Information supplied:
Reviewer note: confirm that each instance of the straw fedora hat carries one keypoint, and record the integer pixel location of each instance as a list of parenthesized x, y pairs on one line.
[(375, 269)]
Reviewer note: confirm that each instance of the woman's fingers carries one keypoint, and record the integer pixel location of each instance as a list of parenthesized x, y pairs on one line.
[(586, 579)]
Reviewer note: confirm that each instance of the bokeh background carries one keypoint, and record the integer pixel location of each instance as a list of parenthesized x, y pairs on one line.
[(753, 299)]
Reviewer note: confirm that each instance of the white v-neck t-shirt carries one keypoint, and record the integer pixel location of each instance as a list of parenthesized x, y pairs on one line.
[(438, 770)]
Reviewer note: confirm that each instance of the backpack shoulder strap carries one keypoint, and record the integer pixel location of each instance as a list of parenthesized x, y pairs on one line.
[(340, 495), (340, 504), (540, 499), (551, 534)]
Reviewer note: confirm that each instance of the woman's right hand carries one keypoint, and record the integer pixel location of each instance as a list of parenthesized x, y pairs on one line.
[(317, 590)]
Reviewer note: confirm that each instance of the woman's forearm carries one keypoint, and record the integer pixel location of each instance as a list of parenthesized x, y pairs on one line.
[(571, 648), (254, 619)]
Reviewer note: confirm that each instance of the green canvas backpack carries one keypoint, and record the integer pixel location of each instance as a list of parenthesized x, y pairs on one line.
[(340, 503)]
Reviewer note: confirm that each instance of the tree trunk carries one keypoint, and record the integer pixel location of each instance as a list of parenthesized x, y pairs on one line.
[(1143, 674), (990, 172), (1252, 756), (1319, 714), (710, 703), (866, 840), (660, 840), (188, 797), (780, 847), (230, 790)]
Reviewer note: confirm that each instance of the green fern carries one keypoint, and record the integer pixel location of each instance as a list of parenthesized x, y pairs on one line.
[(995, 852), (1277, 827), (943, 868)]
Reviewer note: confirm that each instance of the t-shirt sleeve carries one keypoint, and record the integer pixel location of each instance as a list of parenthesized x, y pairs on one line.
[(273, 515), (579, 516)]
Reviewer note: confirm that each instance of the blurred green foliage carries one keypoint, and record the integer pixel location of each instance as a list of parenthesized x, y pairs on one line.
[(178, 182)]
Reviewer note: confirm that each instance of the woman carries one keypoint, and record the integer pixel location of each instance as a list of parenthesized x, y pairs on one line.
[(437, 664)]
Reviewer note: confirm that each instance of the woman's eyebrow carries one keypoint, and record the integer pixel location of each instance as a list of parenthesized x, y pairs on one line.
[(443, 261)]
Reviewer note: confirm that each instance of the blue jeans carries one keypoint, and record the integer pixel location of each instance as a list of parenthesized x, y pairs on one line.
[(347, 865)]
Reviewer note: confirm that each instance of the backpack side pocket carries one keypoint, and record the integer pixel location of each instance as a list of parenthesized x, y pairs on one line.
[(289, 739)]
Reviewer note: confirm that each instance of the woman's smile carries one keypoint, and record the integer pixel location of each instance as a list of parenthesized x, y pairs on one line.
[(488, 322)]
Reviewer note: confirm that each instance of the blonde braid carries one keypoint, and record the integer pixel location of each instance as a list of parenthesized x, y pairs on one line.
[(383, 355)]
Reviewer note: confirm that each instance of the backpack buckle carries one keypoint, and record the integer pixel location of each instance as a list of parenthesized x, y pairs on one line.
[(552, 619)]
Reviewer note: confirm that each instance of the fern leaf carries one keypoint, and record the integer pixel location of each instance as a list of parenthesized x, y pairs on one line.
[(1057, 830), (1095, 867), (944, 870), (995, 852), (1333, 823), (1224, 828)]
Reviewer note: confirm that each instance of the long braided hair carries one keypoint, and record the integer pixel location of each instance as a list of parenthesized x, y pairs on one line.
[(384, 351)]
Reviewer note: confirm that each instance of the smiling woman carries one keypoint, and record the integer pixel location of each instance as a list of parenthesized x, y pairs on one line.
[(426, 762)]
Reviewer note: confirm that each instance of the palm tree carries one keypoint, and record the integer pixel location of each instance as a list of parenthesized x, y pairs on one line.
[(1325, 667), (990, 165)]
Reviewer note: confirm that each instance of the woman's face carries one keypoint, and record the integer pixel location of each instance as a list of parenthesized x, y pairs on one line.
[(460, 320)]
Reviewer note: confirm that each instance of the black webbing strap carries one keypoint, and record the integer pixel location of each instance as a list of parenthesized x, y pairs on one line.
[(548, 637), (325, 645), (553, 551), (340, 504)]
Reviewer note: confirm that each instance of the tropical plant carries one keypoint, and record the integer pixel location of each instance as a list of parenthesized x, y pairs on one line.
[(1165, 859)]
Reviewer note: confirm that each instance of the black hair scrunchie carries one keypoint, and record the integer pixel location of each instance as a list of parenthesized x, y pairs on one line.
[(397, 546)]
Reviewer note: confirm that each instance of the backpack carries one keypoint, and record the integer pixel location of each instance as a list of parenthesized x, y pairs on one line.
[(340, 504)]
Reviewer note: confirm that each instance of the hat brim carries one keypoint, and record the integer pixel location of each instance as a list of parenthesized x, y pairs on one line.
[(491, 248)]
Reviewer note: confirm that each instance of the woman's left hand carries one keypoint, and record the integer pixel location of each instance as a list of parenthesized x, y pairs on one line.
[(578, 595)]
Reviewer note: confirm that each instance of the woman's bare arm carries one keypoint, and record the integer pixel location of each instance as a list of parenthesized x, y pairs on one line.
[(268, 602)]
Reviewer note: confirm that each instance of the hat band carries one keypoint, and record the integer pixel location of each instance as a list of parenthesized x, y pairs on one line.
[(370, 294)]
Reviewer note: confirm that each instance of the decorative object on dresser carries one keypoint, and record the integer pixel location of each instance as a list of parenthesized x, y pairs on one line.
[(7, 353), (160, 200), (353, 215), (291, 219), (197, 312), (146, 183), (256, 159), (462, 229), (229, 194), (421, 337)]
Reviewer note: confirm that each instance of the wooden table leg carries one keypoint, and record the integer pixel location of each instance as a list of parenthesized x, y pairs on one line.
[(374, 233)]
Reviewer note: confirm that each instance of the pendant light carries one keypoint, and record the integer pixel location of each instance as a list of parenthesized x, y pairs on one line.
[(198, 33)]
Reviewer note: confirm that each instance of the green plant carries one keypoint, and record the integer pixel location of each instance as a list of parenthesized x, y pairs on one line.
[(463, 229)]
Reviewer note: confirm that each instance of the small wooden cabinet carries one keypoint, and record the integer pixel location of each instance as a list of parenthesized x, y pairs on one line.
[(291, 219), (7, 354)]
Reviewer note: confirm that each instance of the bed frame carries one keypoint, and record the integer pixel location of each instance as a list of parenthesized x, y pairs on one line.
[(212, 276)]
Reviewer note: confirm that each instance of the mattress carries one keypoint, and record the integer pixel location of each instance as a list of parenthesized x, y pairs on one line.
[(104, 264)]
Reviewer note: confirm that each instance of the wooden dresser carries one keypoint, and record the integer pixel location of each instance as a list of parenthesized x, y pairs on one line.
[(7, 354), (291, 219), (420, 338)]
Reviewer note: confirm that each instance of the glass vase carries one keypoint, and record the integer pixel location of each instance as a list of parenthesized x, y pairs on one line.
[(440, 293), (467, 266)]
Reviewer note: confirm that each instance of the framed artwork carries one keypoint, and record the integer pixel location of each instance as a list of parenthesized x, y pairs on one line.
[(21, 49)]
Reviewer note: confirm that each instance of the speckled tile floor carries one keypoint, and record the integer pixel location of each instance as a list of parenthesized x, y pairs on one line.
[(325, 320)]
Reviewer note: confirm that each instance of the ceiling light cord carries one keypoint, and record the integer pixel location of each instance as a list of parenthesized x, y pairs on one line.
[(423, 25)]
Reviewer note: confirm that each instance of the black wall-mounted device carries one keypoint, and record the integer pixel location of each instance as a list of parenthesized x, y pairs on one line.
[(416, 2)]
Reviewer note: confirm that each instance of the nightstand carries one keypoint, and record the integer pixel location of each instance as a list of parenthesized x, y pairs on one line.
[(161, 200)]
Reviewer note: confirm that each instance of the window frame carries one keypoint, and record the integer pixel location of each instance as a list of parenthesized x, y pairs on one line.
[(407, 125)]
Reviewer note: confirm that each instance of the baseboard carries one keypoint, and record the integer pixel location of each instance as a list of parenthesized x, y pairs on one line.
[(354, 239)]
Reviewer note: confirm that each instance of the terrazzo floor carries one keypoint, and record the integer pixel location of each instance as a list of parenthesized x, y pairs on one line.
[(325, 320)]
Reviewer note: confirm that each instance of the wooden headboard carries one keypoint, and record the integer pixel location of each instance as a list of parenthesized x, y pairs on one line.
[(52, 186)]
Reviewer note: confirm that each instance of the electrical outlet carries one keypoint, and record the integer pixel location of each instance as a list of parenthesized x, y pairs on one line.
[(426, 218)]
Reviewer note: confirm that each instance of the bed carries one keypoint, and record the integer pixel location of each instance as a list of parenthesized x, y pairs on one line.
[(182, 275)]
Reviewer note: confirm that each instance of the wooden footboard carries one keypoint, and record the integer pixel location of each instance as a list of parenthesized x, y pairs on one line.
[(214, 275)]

Work to complete: Exactly and only the lines from the one containing "the wooden headboard" through the end of the material are to be reproduced, both ends included.

Completed task:
Reviewer note: confirm that each instance of the wooden headboard carries one keypoint, and record the integer pixel location of each instance as a list of parenthesized x, y pairs on one line.
[(52, 186)]
Reviewer note: confirm that each instance of the electrical outlet carries one keypoint, and record the integer pixel location of each instance as a list of parenthesized x, y pairs on one line.
[(426, 218)]
Reviewer note: confirm that each instance of the bed carries one keypoint, and record the integer pixel location of each instance as a list of parenthesized x, y pairs on one line.
[(182, 275)]
Reviewer note: confirm that each instance of the wooden footboard carries one keypoint, and record the integer pixel location of each instance as a list of parenthesized x, y pairs on one line.
[(214, 275)]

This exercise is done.